После долгих мучений удалось остановить хлеставшую кровь. Перевязали, увели. А врач отыскал и распек его на все четыре стороны за неповиновение, неуважение и нарушение военной дисциплины.

Ему было лет 35. Красивое, доброе лицо в русой бороде и волосах. На бороде каждый волосок крутился сам по себе, а волосы упали на лоб, перепутались, пристали к потному телу и торчали в разные стороны заостренными косичками. На лбу все время был холодный пот, а тело дрожало частой и мелкой дробью. Руки были сложены на груди. И на лице его теперь было то же сосредоточенное и глубокое выражение, которое, верно, было каждый раз во время причастья. Голубые глаза были полны страданием и скорбью. Ни робости, ни мольбы, ни жалобы в них не было, а была лишь скорбь и усталость от мученья. Бледное, милое лицо было спокойно – оно передергивалось лишь тогда, когда страданье становилось нестерпимым. Пуля прошла через живот, вышла под лопатку. Рана тяжелая, пожалуй, безнадежная. Тяжело и хрипло вылетали из груди звуки; хотелось ему отхаркнуть – и не мог: от малейшего сотрясения появлялись страшные боли. И, когда ему делали перевязку, голубые глаза как-то странно заблестели; видно было, что в голове неотвязная мысль, что вот-вот все кончится.

■ Задача для решения
Перепишите слово в слово отрывок из текста о раненом, начиная с «После долгих мучений» и заканчивая «нарушение военной дисциплины.». Записи здесь никакой роли не играют.

■ Набор записей

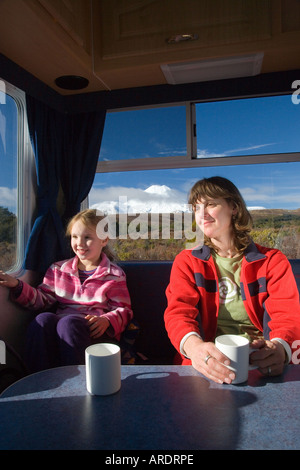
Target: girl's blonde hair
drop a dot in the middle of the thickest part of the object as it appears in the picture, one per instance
(90, 218)
(219, 187)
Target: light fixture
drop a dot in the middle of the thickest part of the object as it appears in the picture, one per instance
(213, 69)
(182, 38)
(71, 82)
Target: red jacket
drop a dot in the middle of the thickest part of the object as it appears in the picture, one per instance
(268, 288)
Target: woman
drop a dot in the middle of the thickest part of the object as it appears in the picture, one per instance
(230, 285)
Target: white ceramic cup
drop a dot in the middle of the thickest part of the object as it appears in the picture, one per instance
(103, 368)
(237, 349)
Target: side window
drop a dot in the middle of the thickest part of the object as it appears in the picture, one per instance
(149, 215)
(14, 147)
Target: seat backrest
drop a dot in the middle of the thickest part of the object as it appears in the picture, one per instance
(147, 282)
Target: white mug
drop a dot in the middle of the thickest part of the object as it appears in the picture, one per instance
(103, 368)
(237, 349)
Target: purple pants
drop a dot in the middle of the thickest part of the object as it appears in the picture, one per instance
(54, 341)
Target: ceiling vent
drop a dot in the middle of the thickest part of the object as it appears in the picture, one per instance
(213, 69)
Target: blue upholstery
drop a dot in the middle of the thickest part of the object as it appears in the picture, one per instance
(147, 282)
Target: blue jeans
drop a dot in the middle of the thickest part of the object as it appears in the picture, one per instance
(54, 340)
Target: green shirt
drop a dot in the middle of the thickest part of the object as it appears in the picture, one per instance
(232, 318)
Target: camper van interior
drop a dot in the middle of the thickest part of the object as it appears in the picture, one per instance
(111, 102)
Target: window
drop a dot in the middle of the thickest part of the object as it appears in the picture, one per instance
(14, 155)
(249, 141)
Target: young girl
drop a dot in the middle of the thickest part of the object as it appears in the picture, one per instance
(89, 292)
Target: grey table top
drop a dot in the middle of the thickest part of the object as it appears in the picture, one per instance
(158, 407)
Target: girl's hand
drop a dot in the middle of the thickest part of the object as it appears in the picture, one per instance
(7, 281)
(269, 356)
(97, 325)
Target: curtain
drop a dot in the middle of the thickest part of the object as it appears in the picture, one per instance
(66, 148)
(82, 142)
(47, 241)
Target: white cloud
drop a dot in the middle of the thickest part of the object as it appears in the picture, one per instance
(8, 197)
(155, 198)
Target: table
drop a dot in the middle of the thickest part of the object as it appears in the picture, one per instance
(158, 407)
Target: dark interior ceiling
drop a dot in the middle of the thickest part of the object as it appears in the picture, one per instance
(121, 44)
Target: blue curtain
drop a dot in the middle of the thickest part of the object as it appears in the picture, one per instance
(82, 142)
(47, 241)
(66, 151)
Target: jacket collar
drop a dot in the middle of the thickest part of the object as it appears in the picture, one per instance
(252, 252)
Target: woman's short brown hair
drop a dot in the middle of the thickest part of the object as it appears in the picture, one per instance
(219, 187)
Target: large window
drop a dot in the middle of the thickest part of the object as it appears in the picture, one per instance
(253, 142)
(14, 156)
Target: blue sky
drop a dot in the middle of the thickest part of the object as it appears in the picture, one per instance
(249, 127)
(264, 125)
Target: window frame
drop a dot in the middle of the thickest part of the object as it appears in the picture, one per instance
(190, 160)
(25, 177)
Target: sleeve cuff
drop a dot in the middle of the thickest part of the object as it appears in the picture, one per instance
(286, 347)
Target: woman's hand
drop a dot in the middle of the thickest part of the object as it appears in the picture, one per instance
(269, 356)
(7, 281)
(98, 325)
(208, 360)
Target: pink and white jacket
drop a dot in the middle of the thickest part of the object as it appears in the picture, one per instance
(104, 293)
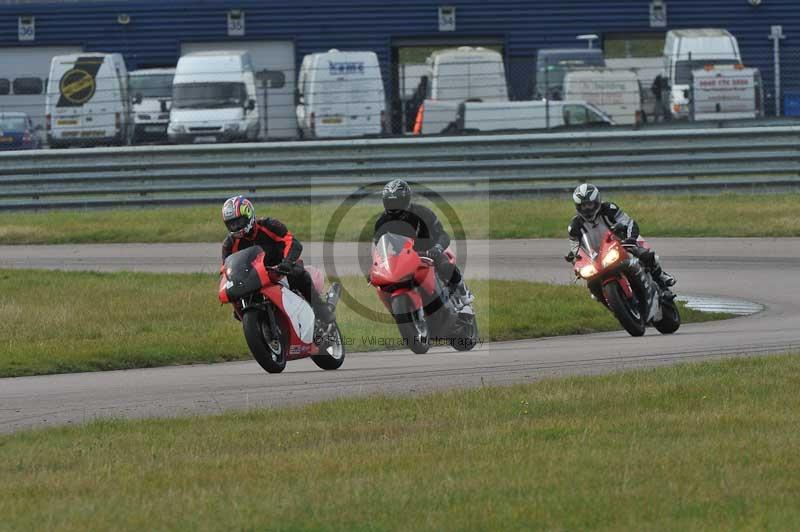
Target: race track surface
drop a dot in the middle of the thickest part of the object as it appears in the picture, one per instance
(759, 270)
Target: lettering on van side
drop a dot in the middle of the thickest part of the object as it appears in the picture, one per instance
(77, 85)
(345, 67)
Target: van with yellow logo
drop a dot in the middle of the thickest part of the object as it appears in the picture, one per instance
(87, 102)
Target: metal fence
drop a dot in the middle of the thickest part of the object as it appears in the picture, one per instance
(709, 159)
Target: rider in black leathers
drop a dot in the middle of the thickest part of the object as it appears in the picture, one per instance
(413, 220)
(590, 210)
(282, 249)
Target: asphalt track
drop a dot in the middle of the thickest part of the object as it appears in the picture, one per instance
(759, 270)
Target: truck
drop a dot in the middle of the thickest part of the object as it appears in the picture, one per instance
(87, 101)
(152, 98)
(552, 64)
(214, 98)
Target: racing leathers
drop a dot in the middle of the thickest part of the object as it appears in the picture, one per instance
(627, 229)
(282, 250)
(421, 224)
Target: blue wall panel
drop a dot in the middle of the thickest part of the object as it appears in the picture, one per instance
(158, 27)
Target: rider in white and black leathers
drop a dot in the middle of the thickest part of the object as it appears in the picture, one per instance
(593, 211)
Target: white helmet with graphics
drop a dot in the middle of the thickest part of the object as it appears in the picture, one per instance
(587, 201)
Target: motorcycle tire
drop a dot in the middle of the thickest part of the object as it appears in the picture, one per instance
(670, 318)
(470, 337)
(415, 333)
(628, 317)
(330, 361)
(256, 333)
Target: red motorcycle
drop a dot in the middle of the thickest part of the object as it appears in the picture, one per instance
(615, 276)
(422, 306)
(279, 324)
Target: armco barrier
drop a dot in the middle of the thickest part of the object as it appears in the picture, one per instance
(684, 159)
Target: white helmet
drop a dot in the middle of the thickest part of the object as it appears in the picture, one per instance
(587, 201)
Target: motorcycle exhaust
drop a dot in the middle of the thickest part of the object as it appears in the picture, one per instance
(334, 292)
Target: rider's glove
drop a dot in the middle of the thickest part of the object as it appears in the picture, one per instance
(285, 267)
(436, 252)
(620, 230)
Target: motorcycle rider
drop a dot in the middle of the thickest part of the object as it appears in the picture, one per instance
(282, 249)
(590, 210)
(416, 221)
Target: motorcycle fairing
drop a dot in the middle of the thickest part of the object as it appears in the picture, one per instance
(300, 314)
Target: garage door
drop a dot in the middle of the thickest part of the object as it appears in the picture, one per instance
(24, 75)
(274, 62)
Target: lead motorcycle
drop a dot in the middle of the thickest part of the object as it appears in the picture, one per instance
(617, 278)
(422, 306)
(279, 324)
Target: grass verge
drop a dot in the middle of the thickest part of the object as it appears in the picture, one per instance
(658, 215)
(709, 446)
(63, 322)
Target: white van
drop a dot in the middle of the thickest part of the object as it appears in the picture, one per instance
(527, 115)
(151, 90)
(616, 92)
(214, 99)
(436, 116)
(340, 94)
(467, 73)
(727, 92)
(87, 101)
(693, 49)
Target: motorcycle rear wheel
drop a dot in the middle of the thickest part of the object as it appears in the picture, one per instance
(670, 318)
(269, 353)
(626, 314)
(335, 359)
(470, 337)
(413, 328)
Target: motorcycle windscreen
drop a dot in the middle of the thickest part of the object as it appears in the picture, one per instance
(391, 245)
(593, 237)
(243, 278)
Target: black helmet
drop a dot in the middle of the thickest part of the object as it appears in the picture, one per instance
(587, 201)
(396, 196)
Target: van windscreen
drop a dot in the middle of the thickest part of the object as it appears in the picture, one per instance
(683, 69)
(208, 95)
(152, 86)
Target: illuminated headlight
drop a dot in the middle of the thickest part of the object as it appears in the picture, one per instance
(588, 271)
(611, 257)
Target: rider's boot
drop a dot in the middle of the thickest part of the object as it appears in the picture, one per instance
(322, 310)
(462, 293)
(662, 278)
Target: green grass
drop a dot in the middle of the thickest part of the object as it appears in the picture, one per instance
(61, 322)
(709, 446)
(658, 215)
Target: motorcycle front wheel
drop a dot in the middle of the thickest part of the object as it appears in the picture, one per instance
(270, 353)
(625, 311)
(412, 325)
(670, 318)
(469, 334)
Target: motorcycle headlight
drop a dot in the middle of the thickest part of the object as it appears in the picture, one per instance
(611, 257)
(588, 271)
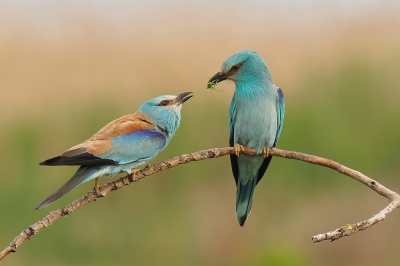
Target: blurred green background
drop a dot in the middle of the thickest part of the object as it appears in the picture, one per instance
(68, 68)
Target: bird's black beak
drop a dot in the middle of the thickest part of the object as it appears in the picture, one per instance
(183, 97)
(218, 78)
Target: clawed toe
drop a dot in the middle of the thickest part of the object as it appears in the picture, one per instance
(238, 149)
(266, 152)
(96, 187)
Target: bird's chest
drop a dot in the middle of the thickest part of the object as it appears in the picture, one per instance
(255, 122)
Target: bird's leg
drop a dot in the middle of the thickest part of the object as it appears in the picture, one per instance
(266, 152)
(132, 173)
(96, 187)
(238, 149)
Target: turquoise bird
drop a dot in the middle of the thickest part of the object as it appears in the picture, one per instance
(123, 144)
(255, 120)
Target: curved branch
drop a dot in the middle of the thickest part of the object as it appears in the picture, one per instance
(347, 230)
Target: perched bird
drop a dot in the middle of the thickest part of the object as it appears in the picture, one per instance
(255, 120)
(123, 144)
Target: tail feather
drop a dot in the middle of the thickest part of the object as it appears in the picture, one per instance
(244, 199)
(78, 178)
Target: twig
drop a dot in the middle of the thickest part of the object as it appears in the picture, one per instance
(347, 230)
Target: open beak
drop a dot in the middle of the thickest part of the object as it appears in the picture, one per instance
(218, 78)
(183, 97)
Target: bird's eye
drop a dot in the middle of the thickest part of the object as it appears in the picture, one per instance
(236, 67)
(164, 103)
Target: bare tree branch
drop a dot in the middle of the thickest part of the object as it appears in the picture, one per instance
(346, 230)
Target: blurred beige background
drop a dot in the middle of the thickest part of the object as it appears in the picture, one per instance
(69, 67)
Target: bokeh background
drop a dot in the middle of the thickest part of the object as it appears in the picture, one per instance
(69, 67)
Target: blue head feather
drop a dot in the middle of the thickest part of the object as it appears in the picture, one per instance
(166, 117)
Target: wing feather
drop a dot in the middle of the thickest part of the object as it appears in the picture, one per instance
(89, 152)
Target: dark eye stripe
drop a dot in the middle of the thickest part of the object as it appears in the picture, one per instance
(164, 103)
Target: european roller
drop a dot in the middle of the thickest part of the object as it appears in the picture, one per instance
(123, 144)
(255, 120)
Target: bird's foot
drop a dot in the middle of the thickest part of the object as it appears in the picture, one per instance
(266, 152)
(132, 173)
(238, 149)
(96, 188)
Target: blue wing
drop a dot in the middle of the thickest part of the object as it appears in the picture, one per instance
(136, 146)
(234, 163)
(280, 110)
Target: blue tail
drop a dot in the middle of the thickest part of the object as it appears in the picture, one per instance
(244, 199)
(83, 174)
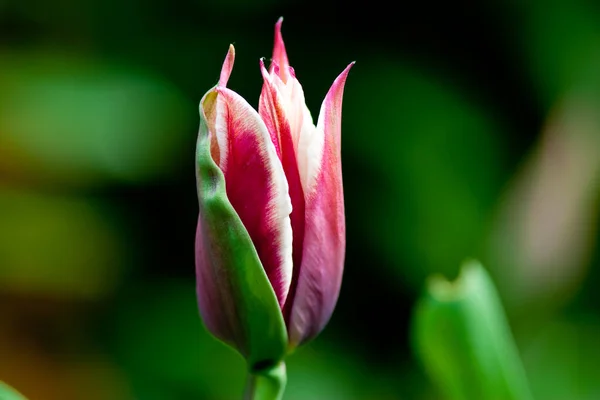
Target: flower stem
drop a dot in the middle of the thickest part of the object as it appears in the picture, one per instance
(266, 384)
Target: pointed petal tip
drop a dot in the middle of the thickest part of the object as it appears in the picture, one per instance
(227, 66)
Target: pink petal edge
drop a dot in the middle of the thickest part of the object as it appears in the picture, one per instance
(317, 289)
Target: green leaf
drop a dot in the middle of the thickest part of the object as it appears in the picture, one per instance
(8, 393)
(258, 316)
(463, 339)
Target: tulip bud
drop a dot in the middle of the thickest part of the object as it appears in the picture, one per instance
(270, 241)
(464, 342)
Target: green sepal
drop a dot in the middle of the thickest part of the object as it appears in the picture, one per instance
(261, 326)
(462, 337)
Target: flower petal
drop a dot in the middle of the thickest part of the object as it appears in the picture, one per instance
(280, 60)
(257, 189)
(244, 231)
(316, 291)
(276, 117)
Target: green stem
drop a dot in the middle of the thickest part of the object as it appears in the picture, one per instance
(266, 384)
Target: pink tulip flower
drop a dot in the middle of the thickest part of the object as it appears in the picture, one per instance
(270, 241)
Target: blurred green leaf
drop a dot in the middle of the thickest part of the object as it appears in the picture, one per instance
(463, 339)
(434, 160)
(168, 353)
(51, 244)
(82, 121)
(8, 393)
(562, 359)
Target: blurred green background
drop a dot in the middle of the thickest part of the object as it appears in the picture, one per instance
(470, 129)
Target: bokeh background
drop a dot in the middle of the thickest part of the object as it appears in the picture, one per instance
(470, 129)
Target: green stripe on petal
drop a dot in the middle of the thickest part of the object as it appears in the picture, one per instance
(236, 300)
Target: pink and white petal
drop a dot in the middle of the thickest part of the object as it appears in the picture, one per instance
(219, 144)
(317, 288)
(279, 54)
(275, 117)
(257, 188)
(235, 297)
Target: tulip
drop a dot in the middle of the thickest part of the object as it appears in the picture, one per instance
(270, 240)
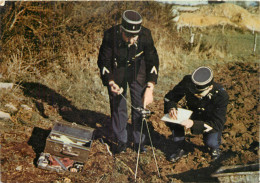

■ Результат задания
После долгих мучений удалось остановить хлеставшую кровь. Перевязали, увели. А врач отыскал и распек его на все четыре стороны за неповиновение, неуважение и нарушение военной дисциплины.